- _WHAT IS BEING ASKED_: Pull out every line of the items below that contains the string "giving", matching case exactly.

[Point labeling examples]

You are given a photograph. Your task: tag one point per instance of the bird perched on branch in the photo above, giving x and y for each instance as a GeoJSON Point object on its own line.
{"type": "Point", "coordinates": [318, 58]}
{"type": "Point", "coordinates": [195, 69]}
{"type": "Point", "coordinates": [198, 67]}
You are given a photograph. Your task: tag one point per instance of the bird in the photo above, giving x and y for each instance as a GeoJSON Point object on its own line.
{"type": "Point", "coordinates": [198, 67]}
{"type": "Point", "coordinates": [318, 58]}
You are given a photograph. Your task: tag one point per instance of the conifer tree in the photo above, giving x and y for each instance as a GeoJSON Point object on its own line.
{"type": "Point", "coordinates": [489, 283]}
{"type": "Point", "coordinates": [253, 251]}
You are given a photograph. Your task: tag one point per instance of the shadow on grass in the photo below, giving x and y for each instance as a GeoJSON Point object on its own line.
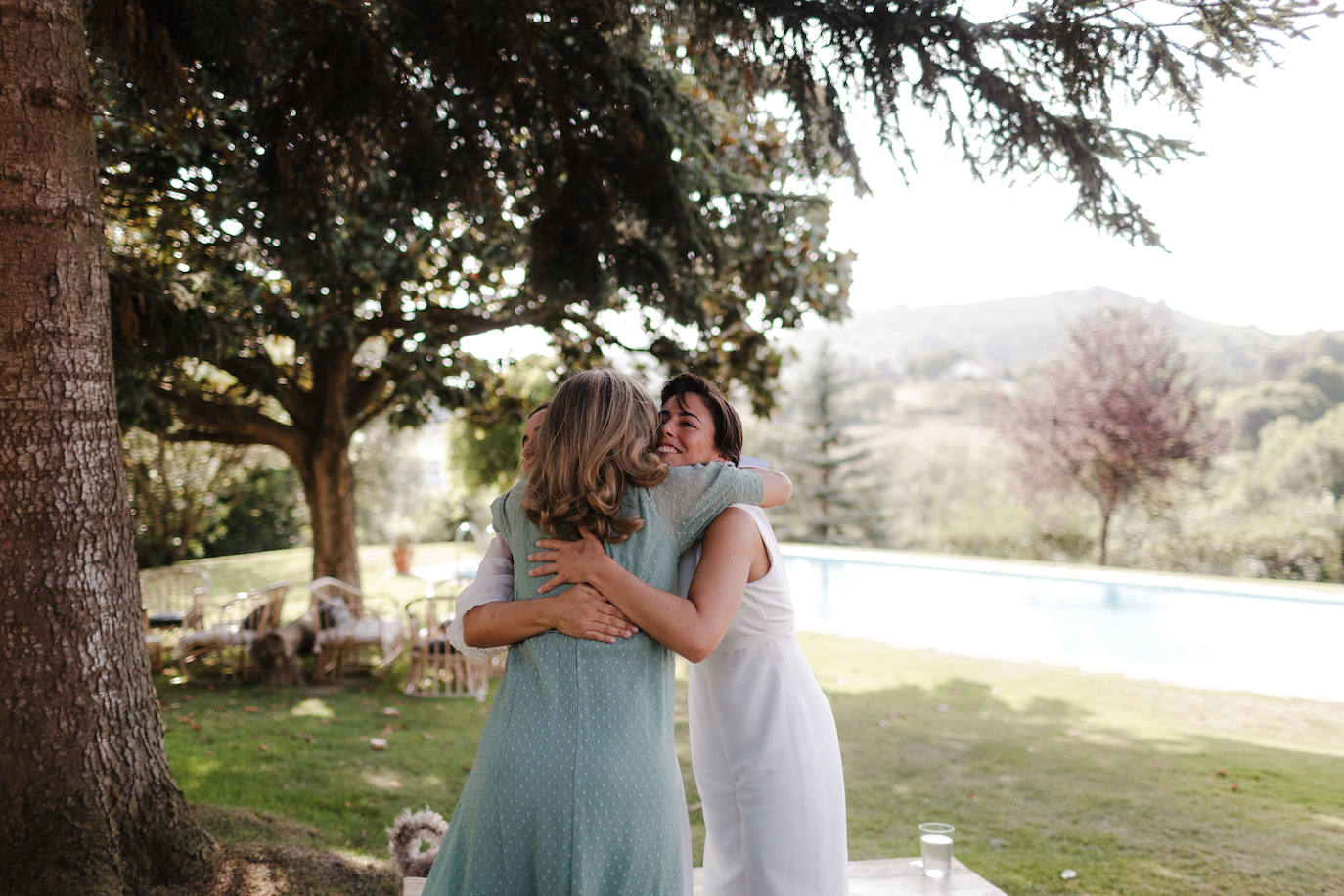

- _TASK SOLUTION_:
You are given a photograph. Your task: tag one point per instance of the bird perched on branch in the photo above, giving x and y for each instance as a GeoJSON Point object on its own line.
You are given a photograph. Your task: tag one point per instance of the bird in the photo above, giving x and y for each instance as a GeoJSON Point object on its own line.
You are given a photograph. Your task: tag one point per instance of the conifer tree in the photo above, giving x and y for each instance as a GeoJSON Point object on its own line.
You are given a photograph. Your task: tag one point per instance of the shadow on grass in the photo below, giving x and y for each instance as a GeoJSON Point object on its own line.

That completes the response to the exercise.